#### DATA SHOWN ####
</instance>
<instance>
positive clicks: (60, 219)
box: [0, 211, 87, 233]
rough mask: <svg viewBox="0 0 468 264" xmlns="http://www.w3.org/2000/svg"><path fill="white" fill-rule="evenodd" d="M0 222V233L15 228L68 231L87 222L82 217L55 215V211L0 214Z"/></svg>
####
#### DATA SHOWN ####
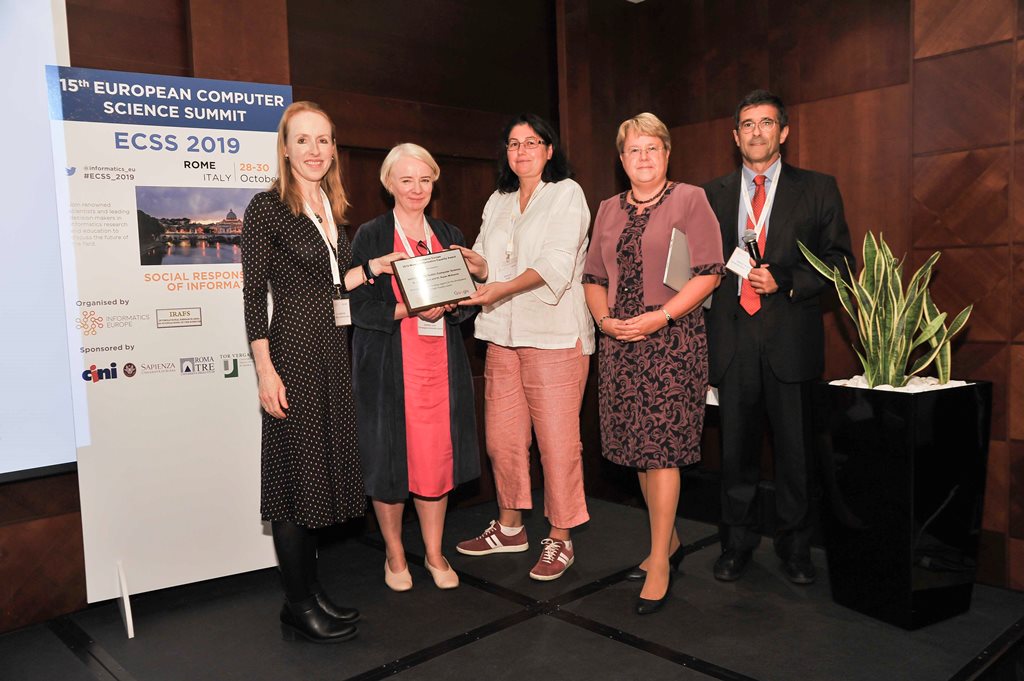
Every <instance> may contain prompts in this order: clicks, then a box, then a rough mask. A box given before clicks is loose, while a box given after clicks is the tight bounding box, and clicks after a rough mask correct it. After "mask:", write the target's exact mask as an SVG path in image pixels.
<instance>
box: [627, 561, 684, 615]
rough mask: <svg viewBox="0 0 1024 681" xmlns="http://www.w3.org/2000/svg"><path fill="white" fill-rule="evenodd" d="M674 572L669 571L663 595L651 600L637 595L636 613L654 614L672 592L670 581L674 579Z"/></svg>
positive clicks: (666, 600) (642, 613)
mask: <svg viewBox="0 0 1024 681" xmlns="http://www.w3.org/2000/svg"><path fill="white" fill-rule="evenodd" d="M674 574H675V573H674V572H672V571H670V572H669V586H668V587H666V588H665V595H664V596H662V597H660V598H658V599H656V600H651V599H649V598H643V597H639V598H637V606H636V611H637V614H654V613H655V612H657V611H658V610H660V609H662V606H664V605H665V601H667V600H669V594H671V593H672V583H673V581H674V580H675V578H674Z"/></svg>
####
#### DATA SHOWN ####
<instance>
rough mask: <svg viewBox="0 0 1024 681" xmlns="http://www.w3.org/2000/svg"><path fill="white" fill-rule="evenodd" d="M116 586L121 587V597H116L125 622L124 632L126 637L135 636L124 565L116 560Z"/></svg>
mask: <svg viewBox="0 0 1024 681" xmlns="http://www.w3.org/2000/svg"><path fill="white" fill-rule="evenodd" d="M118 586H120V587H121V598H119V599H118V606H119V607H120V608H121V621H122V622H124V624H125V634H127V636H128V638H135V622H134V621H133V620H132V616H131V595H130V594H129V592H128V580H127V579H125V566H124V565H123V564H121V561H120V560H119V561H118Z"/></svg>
####
◆ WHAT YOU WILL DO:
Please give an exact copy of the lines above, beginning with the line containing "</instance>" and running through the line containing "222V233L15 228L68 231L87", and of no other lines.

◆ OUTPUT OF THE TASK:
</instance>
<instance>
positive clicks: (60, 219)
box: [0, 211, 87, 233]
rough mask: <svg viewBox="0 0 468 264" xmlns="http://www.w3.org/2000/svg"><path fill="white" fill-rule="evenodd" d="M0 222V233L15 228L68 231L87 222L82 217L55 215V211L0 214Z"/></svg>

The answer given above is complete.